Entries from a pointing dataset
= = = = = = =

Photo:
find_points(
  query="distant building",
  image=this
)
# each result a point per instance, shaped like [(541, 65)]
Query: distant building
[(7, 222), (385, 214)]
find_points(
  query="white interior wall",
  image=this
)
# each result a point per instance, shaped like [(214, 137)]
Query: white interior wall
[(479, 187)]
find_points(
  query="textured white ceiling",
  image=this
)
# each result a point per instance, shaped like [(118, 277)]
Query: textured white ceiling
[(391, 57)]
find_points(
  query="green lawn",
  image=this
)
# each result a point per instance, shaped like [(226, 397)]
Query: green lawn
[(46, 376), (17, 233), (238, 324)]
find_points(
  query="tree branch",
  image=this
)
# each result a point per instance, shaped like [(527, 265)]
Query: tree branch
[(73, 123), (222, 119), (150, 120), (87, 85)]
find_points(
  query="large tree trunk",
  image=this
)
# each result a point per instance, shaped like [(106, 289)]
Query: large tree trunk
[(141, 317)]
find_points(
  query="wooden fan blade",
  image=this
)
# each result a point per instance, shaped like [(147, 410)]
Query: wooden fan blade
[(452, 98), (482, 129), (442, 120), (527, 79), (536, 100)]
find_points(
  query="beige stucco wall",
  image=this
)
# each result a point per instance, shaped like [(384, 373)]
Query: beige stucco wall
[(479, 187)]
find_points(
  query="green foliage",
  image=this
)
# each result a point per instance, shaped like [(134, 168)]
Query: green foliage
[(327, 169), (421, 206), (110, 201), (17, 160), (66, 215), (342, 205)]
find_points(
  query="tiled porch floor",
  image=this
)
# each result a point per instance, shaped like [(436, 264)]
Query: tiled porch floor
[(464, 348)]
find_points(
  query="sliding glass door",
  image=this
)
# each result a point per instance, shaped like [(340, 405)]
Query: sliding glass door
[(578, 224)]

= = = = = = =

[WHAT TO WORK ON]
Pull out every line of the listing above that contains the string "wooden", treating case as significant.

[THE RESPONSE]
  query="wooden fan blade",
Query: wooden fan blade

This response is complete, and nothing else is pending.